● **GIVEN PROBLEM**
Count the lines of the rows below that contain the string "front", treating uppercase and lowercase as distinct, and give only the number.

● **DATA IN THIS EXERCISE**
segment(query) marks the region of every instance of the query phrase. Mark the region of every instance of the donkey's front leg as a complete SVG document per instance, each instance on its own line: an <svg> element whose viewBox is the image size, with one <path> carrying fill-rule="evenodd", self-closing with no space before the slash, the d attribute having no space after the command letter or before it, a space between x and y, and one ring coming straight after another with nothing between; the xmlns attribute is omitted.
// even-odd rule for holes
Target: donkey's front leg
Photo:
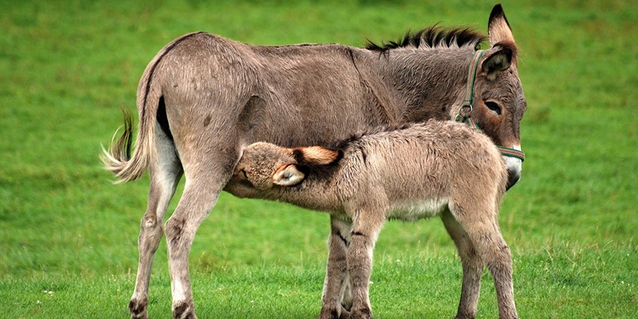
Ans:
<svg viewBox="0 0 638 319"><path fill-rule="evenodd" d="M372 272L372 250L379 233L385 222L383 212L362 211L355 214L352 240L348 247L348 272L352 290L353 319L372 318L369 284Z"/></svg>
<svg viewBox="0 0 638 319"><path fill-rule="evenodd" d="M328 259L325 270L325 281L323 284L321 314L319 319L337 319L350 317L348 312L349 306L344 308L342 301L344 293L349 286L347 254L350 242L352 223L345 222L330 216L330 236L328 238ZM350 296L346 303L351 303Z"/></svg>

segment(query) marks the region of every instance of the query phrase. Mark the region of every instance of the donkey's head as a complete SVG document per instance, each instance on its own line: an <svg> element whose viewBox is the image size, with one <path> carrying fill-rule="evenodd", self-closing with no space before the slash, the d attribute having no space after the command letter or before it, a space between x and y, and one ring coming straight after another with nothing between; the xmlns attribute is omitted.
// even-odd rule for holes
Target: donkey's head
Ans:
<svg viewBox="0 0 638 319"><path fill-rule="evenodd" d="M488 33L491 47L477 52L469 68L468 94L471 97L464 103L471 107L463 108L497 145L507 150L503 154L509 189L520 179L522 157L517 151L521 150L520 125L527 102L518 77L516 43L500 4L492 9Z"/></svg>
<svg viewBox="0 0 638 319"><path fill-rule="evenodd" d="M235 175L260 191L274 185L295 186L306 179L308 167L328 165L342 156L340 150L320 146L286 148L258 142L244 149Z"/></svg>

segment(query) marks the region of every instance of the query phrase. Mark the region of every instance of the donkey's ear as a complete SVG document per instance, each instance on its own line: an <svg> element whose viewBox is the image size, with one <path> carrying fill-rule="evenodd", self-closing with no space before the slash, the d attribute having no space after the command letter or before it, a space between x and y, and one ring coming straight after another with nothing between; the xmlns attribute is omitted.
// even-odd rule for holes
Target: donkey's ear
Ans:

* * *

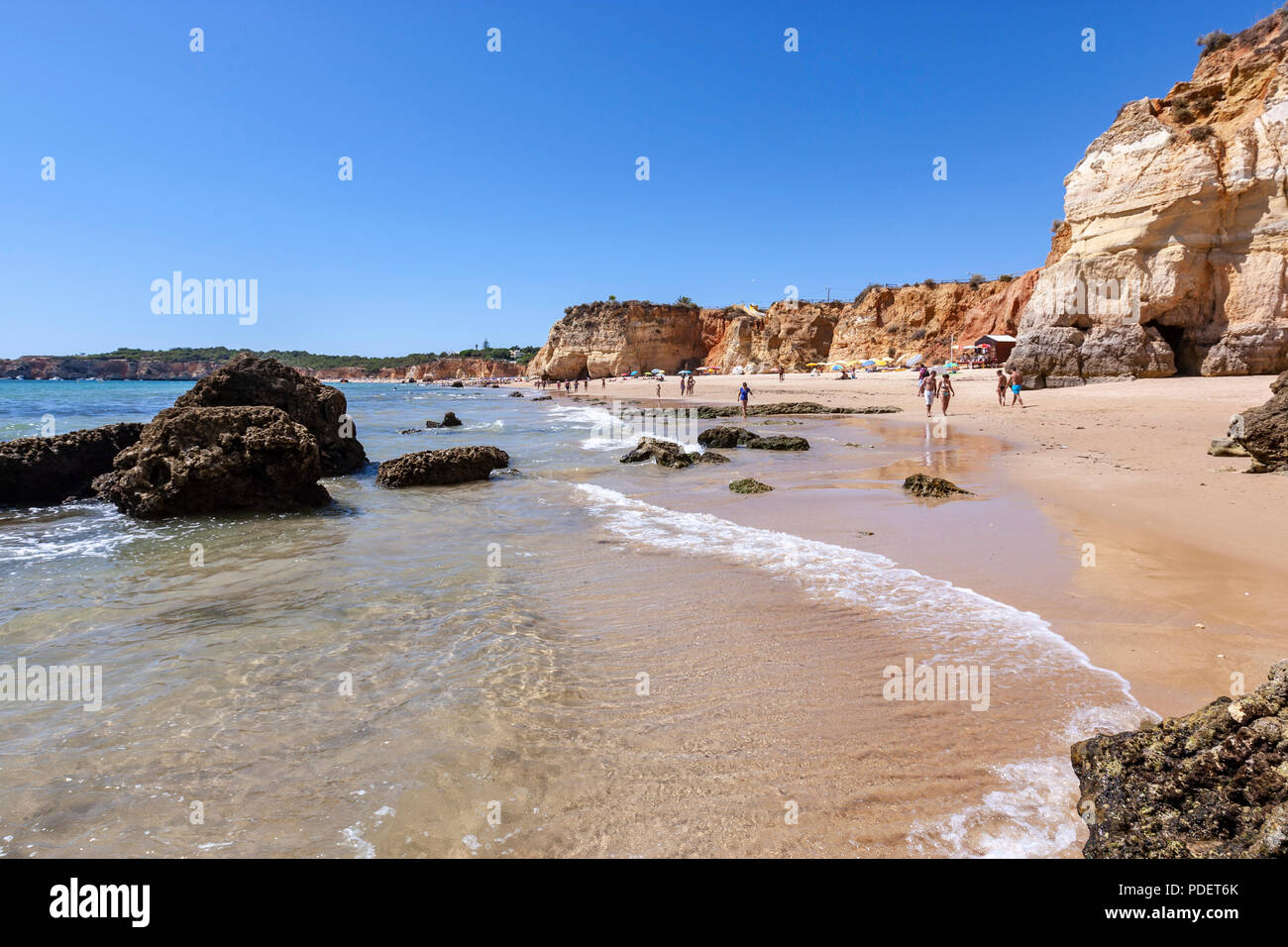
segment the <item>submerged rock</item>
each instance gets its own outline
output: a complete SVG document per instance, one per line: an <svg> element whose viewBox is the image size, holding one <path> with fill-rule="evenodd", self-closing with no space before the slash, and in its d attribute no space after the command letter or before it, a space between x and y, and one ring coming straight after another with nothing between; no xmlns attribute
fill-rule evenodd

● **EXPECTED ANSWER**
2